SET PROBLEM A
Keep only the lines in the rows below that contain the word "white".

EXCERPT
START
My grandfather, Frederick Johnston, married my grandmother in 1896. We have been told that the Johnstons were originally from the Scottish Johnstons; others have said that they were Irish. From what I understand, my great-grandfather George Johnston, from Orange, Texas, came to the area as a twenty year-old in 1860. He used to tell me that our name was Scotch-Irish.
My granddad had a contract for clearing brush in the area around Panchita Ranch. Since there were no bulldozers at the time, people had to clear the mesquite, cactus and brush by hand. Granddad had a lot of families from Mexico working and living in the area so he asked the post office department to set up a post office on the ranch. Everyone, including Mexican workers, got their mail there. In fact, in 1915, my granddad asked the U.S. Cavalry for protection for the post office.
Its 1915, during the bandit troubles here in the Valley; and in those days, there was a lot of jealousy among ranchers. Somebody had accused Granddad, in a whispering type campaign, that he was a bandit sympathizer. You see, my granddad also had a store in Panchita and someone accused him of selling ammunition to the bandits. The story I was told was that the Texas Rangers wanted to take Granddad out for questioning, which in those days, a questioning by the Rangers was like a death sentence. My grandfather was not scared of the bandits; it was the Texas Rangers that scared him. So he asked the U.S. Cavalry out of Fort Brown (Brownsville) to come out to the ranch and protect the post office, but they also protected him from the Rangers.
My grandfather was bilingual and bicultural. He was at one time a schoolteacher. He established a school for Spanish-speaking youngsters in Mercedes. He was also a teacher at the San Jose Ranch. There was also a school at Panchita Ranch, and from what I’ve heard, all of Hidalgo County was a single common school district. Come to think of it, a Ms. Maria Villarreal was a schoolteacher at the Panchita School in the 1920’s. She married my dad’s cousin, Salvador Solis. They lived right before you cross the bridge going east, across the canal. And on the right side of that levee is where the schoolhouse used to sit.
I started attending the first grade at La Villa in 1932, and I went there until I was in the third grade. When it rained, the roads became muddy and there was no bus going out to Panchita to pick up the kids. Panchita was only about three or four miles from La Villa. Some of the older boys had horses to get to school when it was raining. I used to ride in the back of the saddle with one of the guys that would give me a horseback ride to school.
I believe that the older boys were more interested in riding their horses and showing off than they were in school.
Eventually my mother decided to send us to the schools in Mercedes. We still had the ranch at Panchita, but my father had moved our ranch house to La Villa. It was then that my mother sent us to Mercedes. Mercedes had good schools, but I preferred to be at Edcouch-Elsa because most of my friends were attending school there. During the summers and on weekends, we worked out in the fields, we worked with cattle, and we were always messing around with horses. After the tenth grade I came back to Edcouch-Elsa and right before I graduated, I dropped out and joined the navy during World War II.
END
DATASET RECORDS
START
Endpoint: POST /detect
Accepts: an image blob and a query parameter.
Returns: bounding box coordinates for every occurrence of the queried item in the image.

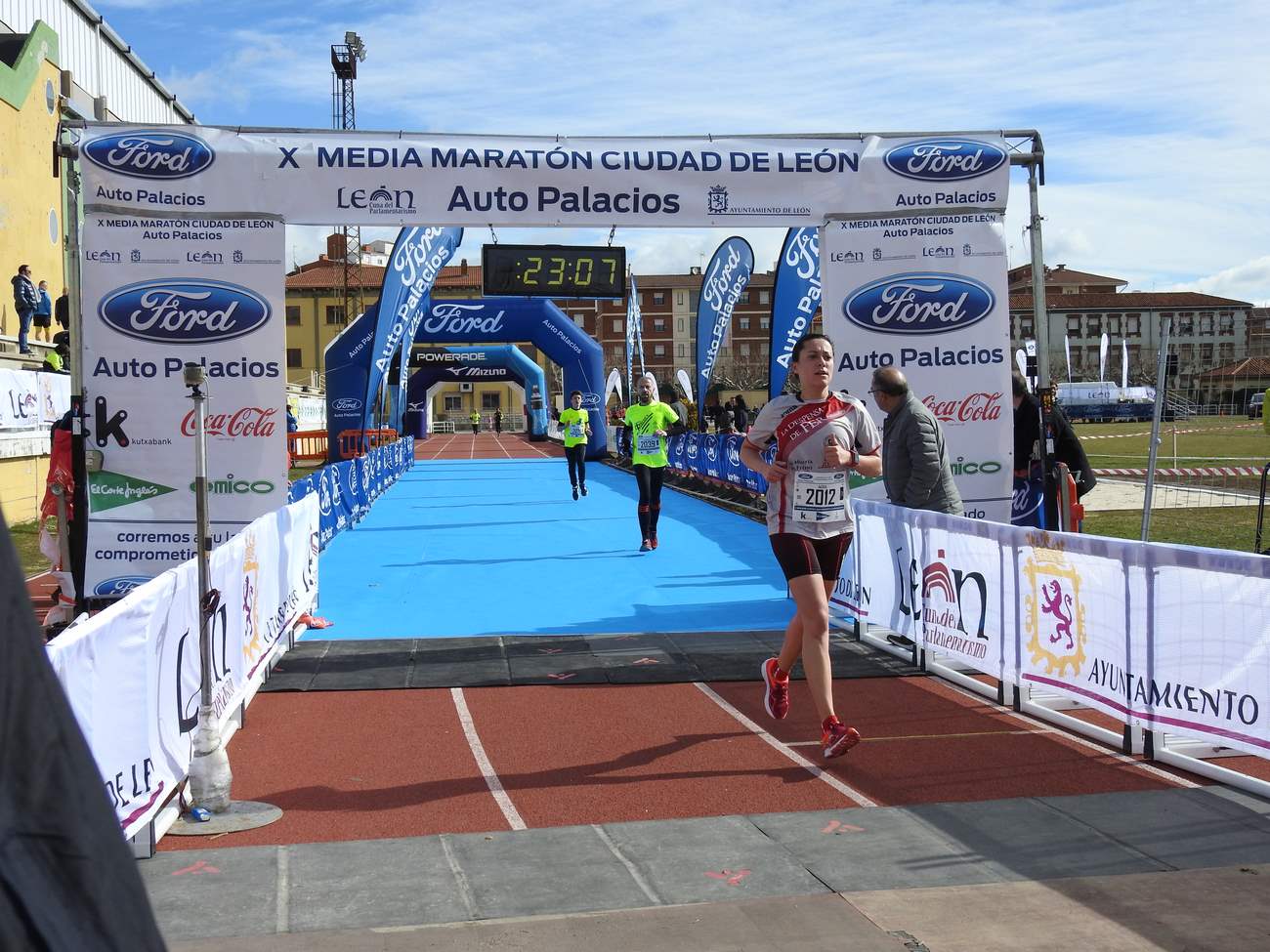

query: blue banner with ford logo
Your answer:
[287,436,414,549]
[696,236,754,420]
[360,228,464,431]
[767,228,821,400]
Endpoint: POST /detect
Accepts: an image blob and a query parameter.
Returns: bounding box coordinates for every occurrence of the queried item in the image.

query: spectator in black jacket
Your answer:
[1011,372,1097,500]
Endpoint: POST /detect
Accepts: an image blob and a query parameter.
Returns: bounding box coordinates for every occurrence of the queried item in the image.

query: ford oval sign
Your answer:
[81,130,216,179]
[93,575,149,598]
[842,273,997,334]
[883,139,1010,182]
[98,278,270,344]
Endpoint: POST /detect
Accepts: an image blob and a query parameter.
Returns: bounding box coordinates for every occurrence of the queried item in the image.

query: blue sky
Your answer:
[97,0,1270,305]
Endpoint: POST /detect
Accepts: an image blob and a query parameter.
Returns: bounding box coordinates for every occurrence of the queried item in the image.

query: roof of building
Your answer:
[1199,356,1270,377]
[1006,264,1129,287]
[1010,291,1252,312]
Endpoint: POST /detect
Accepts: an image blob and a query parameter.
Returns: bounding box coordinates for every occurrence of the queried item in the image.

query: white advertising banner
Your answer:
[48,494,318,837]
[821,212,1013,523]
[80,123,1010,228]
[83,211,287,596]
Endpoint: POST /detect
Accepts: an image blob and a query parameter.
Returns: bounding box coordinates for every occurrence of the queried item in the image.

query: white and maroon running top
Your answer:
[745,391,881,540]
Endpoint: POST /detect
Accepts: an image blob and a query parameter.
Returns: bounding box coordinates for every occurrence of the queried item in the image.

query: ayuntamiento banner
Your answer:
[821,212,1013,521]
[81,211,287,597]
[80,123,1010,228]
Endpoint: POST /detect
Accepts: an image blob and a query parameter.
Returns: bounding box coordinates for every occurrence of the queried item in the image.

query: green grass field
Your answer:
[1076,416,1270,470]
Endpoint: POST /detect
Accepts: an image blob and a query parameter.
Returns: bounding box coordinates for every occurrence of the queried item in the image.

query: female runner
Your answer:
[741,334,881,758]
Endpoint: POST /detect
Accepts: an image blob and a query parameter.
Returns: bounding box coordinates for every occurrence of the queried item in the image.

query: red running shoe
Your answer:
[763,657,790,721]
[821,720,860,761]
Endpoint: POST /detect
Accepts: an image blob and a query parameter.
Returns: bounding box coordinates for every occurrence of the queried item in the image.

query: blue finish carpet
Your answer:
[318,460,794,639]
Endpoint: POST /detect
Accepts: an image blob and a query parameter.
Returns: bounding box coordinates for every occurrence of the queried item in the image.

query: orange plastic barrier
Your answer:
[287,431,326,460]
[339,429,398,460]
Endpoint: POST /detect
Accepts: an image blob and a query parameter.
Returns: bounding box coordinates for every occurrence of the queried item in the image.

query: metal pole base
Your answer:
[168,800,282,837]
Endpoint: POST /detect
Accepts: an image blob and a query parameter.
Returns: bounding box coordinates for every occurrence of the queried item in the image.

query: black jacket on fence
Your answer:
[0,517,164,952]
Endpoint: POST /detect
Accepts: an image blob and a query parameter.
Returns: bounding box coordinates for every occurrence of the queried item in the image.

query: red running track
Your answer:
[160,678,1195,849]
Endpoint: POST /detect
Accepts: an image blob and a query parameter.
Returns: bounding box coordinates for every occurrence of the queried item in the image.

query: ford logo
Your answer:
[883,139,1010,182]
[98,278,270,344]
[842,273,997,334]
[83,130,216,179]
[93,575,149,598]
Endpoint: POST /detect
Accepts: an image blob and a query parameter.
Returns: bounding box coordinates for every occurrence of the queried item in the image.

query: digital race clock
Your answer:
[482,245,626,299]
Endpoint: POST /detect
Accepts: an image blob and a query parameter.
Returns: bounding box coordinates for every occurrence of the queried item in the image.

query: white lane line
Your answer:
[449,688,528,830]
[591,824,665,906]
[275,847,291,935]
[940,680,1203,790]
[693,681,877,807]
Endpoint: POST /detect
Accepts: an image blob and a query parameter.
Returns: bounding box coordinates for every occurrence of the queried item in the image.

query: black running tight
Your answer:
[564,443,587,489]
[635,464,665,538]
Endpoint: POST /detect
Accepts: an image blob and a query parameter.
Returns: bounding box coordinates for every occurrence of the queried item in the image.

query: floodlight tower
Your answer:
END
SET PROBLEM B
In the excerpt, rewrite the passage between "My grandfather, Frederick" and "the post office.", inclusive, substituting "Panchita Farm" for "Panchita Ranch".

FULL RESPONSE A
query: white advertising banner
query: white and maroon running top
query: white lane line

FULL RESPONSE B
My grandfather, Frederick Johnston, married my grandmother in 1896. We have been told that the Johnstons were originally from the Scottish Johnstons; others have said that they were Irish. From what I understand, my great-grandfather George Johnston, from Orange, Texas, came to the area as a twenty year-old in 1860. He used to tell me that our name was Scotch-Irish.
My granddad had a contract for clearing brush in the area around Panchita Farm. Since there were no bulldozers at the time, people had to clear the mesquite, cactus and brush by hand. Granddad had a lot of families from Mexico working and living in the area so he asked the post office department to set up a post office on the ranch. Everyone, including Mexican workers, got their mail there. In fact, in 1915, my granddad asked the U.S. Cavalry for protection for the post office.